● Okuma parçası
Selçuk’a göre, bu şaşılacak bir durum değildir. Zira Türkiye, bağımsızlığını
Selçuk’un “kapitalizmin emperyalizmi” dediği bu cepheye karşı savaşarak
kazanmıştır ve bu oyunlara alışkındır. Hal böyleyken, hükümetin tehcir ve
Patrikhane’ye baskı yapmasının Türkiye’ye bir getirisi olmayacaktır. Selçuk,
zaten New York Times ve Guardian’da çıkan haberlerden örnek
vererek Batı’nın tavrının bu konuda çok açık olduğunu belirtir. Bu algı,
Selçuk’un bu hamleleri Batı’ya koz vermek olarak görmesi anlamına gelmektedir.
Yön'ün 6 Mayıs 1966 tarihli sayısı |
Selçuk, yaklaşık
bir yıl sonra yazdığı bir diğer yazıda bu kez esas hedefi Patrikhane’ye karşı
vaat ettiği hamleleri yapamayan AP ve Süleyman Demirel’dir.[14]
Selçuk’a göre, bu noktadaki sorun bu hamlelerin yanlışlığı değildir, zira
bunların yapılması gerektiğini yazısının sonunda belirtir. Ona göre esas sorun,
AP’nin yerine getiremeyeceği sözleri yüksek sesle dile getirmesidir. Bu durumu
yaratan, elbette ki, Patrikhane ve onun şüpheli ilişkileridir. Selçuk, bu
çerçevede Patrikhane’yi emperyalizm ve kapitalizmle kuvvetli bağları olan ve
Türkiye için tehlikeli hedefleri olan bir kurum olarak hedefe oturtur.

● Yapılacak görevler
[A] Patrikhane konulu okuma parçasında "Selçuk’a göre, bu şaşılacak" sözlerinin geçtiği yerden başlayın, "görmesi anlamına gelmektedir." sözlerinden sonra durun ve bu bölümü hiç değiştirmeden yineleyin.
[B] Selçuk'un Patrikhane hakkındaki görüşlerini anlatan okuma parçasını kaldığı yerden sürdürün.

● Veri içeriği
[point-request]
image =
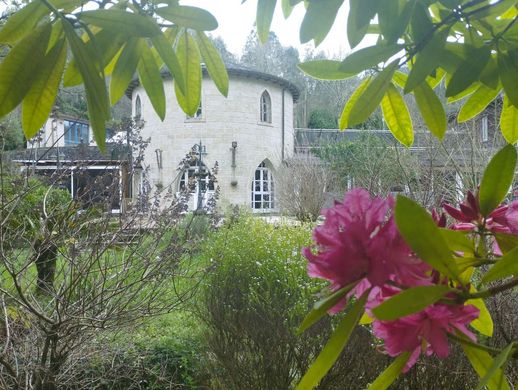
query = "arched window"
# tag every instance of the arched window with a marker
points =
(138, 108)
(266, 108)
(262, 189)
(196, 177)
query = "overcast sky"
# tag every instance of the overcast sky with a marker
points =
(236, 20)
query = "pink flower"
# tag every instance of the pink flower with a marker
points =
(503, 219)
(359, 241)
(425, 331)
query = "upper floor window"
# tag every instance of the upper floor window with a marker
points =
(197, 115)
(266, 108)
(76, 132)
(262, 189)
(484, 129)
(138, 108)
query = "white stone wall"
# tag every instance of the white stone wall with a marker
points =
(235, 118)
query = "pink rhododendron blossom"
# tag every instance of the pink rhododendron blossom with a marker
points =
(359, 241)
(423, 332)
(503, 219)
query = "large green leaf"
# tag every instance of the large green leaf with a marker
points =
(480, 10)
(409, 301)
(124, 69)
(334, 346)
(508, 70)
(506, 266)
(506, 242)
(469, 70)
(389, 375)
(368, 57)
(121, 22)
(395, 113)
(427, 60)
(468, 91)
(497, 179)
(509, 121)
(489, 75)
(318, 20)
(484, 323)
(151, 79)
(427, 241)
(457, 240)
(189, 58)
(167, 54)
(213, 62)
(21, 67)
(477, 102)
(431, 109)
(371, 96)
(265, 11)
(498, 362)
(106, 44)
(187, 16)
(344, 118)
(324, 70)
(421, 23)
(321, 308)
(355, 31)
(38, 102)
(287, 8)
(21, 23)
(95, 86)
(482, 362)
(394, 17)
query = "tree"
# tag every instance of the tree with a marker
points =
(370, 162)
(471, 45)
(70, 275)
(303, 187)
(118, 41)
(322, 119)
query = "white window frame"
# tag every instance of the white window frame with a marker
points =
(138, 107)
(189, 174)
(265, 110)
(198, 115)
(484, 126)
(263, 186)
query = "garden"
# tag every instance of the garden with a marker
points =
(386, 286)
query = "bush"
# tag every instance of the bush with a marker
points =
(254, 300)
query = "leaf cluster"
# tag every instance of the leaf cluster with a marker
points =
(117, 40)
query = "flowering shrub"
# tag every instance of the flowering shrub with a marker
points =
(391, 263)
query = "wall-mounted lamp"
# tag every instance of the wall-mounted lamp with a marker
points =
(234, 147)
(158, 153)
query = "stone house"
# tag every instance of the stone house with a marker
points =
(247, 134)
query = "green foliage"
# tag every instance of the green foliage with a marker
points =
(427, 241)
(497, 179)
(334, 346)
(33, 195)
(461, 39)
(387, 377)
(322, 119)
(409, 301)
(255, 298)
(34, 67)
(482, 363)
(369, 161)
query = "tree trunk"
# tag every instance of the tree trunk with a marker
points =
(46, 257)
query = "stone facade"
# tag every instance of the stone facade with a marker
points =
(223, 121)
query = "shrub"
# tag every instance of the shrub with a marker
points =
(254, 300)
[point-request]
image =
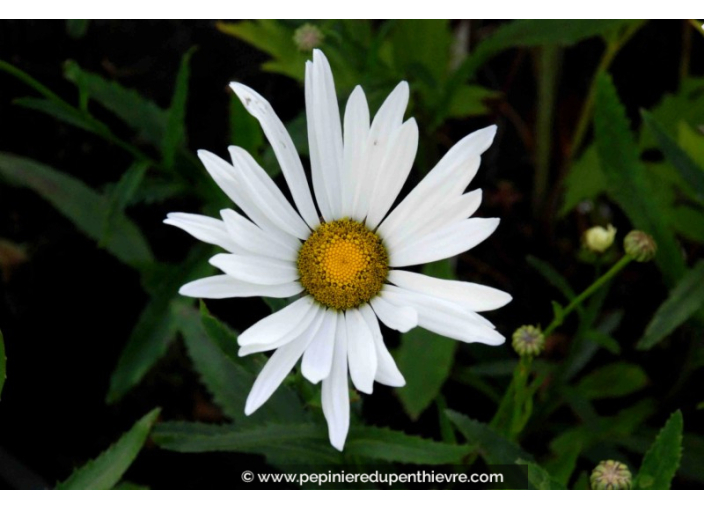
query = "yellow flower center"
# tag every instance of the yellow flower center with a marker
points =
(343, 264)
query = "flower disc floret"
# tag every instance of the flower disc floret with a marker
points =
(343, 264)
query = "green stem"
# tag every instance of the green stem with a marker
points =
(615, 269)
(613, 46)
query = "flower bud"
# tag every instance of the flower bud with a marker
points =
(599, 239)
(640, 246)
(610, 475)
(528, 341)
(308, 37)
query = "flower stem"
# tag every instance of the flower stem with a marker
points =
(615, 269)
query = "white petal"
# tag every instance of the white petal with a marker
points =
(261, 242)
(276, 370)
(446, 318)
(475, 297)
(290, 320)
(445, 213)
(386, 371)
(224, 286)
(449, 178)
(266, 195)
(317, 360)
(394, 170)
(284, 149)
(256, 269)
(335, 393)
(225, 175)
(327, 131)
(206, 229)
(361, 352)
(447, 242)
(401, 319)
(356, 132)
(386, 121)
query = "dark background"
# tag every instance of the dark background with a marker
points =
(68, 307)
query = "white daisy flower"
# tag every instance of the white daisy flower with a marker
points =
(344, 261)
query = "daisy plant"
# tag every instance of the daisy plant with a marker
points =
(343, 262)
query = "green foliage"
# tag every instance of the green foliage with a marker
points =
(492, 446)
(663, 458)
(106, 470)
(684, 301)
(175, 131)
(425, 358)
(614, 380)
(86, 208)
(626, 177)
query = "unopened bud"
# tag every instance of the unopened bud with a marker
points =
(599, 239)
(611, 475)
(640, 246)
(528, 341)
(308, 37)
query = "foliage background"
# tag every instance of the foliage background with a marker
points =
(76, 282)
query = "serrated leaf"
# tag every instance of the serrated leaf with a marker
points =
(395, 446)
(663, 458)
(684, 301)
(85, 207)
(156, 326)
(626, 177)
(539, 478)
(492, 446)
(229, 382)
(139, 113)
(106, 470)
(3, 363)
(120, 196)
(175, 131)
(690, 172)
(611, 381)
(425, 358)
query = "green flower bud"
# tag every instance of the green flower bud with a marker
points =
(640, 246)
(308, 37)
(599, 239)
(528, 341)
(610, 475)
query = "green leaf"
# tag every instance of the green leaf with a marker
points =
(539, 478)
(86, 208)
(425, 358)
(137, 112)
(156, 326)
(395, 446)
(105, 471)
(691, 173)
(229, 382)
(585, 181)
(65, 113)
(614, 380)
(175, 133)
(684, 300)
(663, 458)
(626, 178)
(492, 446)
(120, 196)
(3, 363)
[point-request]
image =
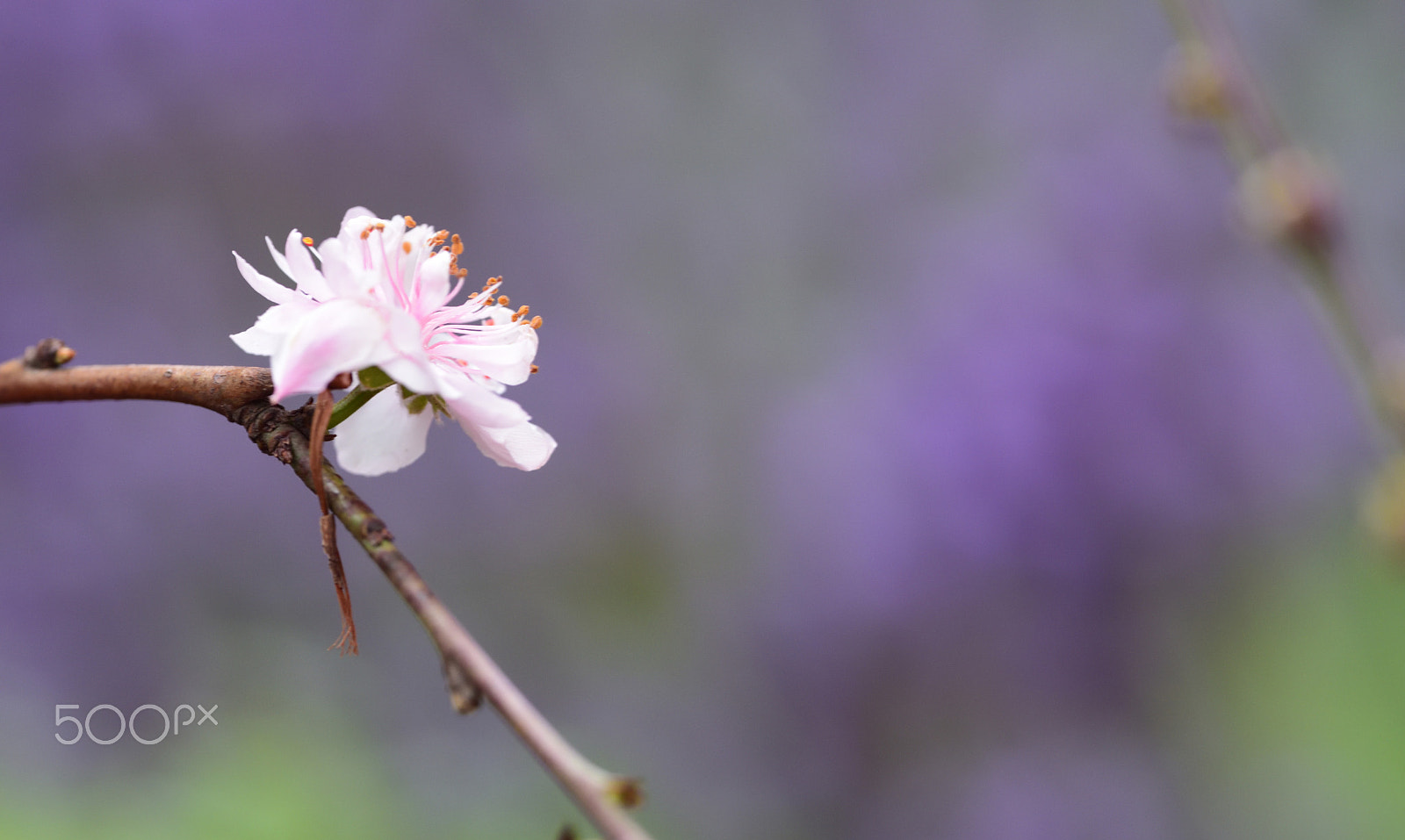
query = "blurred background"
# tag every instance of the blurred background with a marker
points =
(939, 458)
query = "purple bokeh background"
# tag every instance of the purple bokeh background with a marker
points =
(910, 376)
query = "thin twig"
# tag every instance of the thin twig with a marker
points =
(241, 395)
(1308, 229)
(346, 641)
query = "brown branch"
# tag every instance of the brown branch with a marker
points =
(241, 395)
(217, 388)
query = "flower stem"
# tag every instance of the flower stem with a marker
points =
(241, 395)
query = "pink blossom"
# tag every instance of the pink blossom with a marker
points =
(379, 308)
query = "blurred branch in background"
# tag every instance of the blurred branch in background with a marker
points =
(1287, 196)
(241, 395)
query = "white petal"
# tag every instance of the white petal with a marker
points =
(357, 212)
(342, 269)
(339, 336)
(264, 285)
(502, 428)
(273, 327)
(506, 357)
(524, 447)
(381, 435)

● Alıştırma cevapları
[A]
Selçuk’a göre, bu şaşılacak bir durum değildir. Zira Türkiye, bağımsızlığını
Selçuk’un “kapitalizmin emperyalizmi” dediği bu cepheye karşı savaşarak
kazanmıştır ve bu oyunlara alışkındır. Hal böyleyken, hükümetin tehcir ve
Patrikhane’ye baskı yapmasının Türkiye’ye bir getirisi olmayacaktır. Selçuk,
zaten New York Times ve Guardian’da çıkan haberlerden örnek
vererek Batı’nın tavrının bu konuda çok açık olduğunu belirtir. Bu algı,
Selçuk’un bu hamleleri Batı’ya koz vermek olarak görmesi anlamına gelmektedir.

[B]
Selçuk’a göre, o
dönemde AP çevrelerinde Patrikhane’yi sürmek ve Ayasofya’nın minarelerinde ezan
okutmak lafları yükselse de, Demirel’in Amerikancılığı ve ABD’yle olan bağları
bu vaatlerin önündeki en büyük engeldir. Zira AP, “aziz dostu” olan ABD’yi
“Ayasofya ve Patrikhane konularında kızdırmamak yönünde hareket etmektedir.”
Çünkü Selçuk’a göre, ABD’nin iş adamları çevresi, “Ortodoks kilisesinin en
yüksek ruhani makamını korumaktadırlar” ve “[E]kümenik Patrik, Amerikan
kapitalizminin içinde önemli bir tesir mevkiinde bulunmaktadır.” Patrikhane,
“Amerikan [O]rtodokslarıyla sıkı-fıkı ilişkileri”ne güvenerek, kendisini
“Türkiye içinde sağlam ve sarsılmaz bir örgütün başı saymaktadır” ve Türkiye
toprakları üzerinde “tehlikeli” oyunlar oynamaktadır:
(…) Bizans kilisesinin devamı ve Amerika’nın
desteklediği Yunan hülyalarının sağlam kalesidir Patrikhane… Patrikhane
metropolitleri, Anadolu şehirleri üstündeki Yunan iddialarını [u]nvanlarında
taşımaktadırlar. Konya Metropoliti, Antakya Başpiskoposu, Alaşehir
[M]etropoliti, Silifke [M]etropoliti, Bizans devrindeki bölümlerin ruhani
başkanları gibi davranmaktadırlar.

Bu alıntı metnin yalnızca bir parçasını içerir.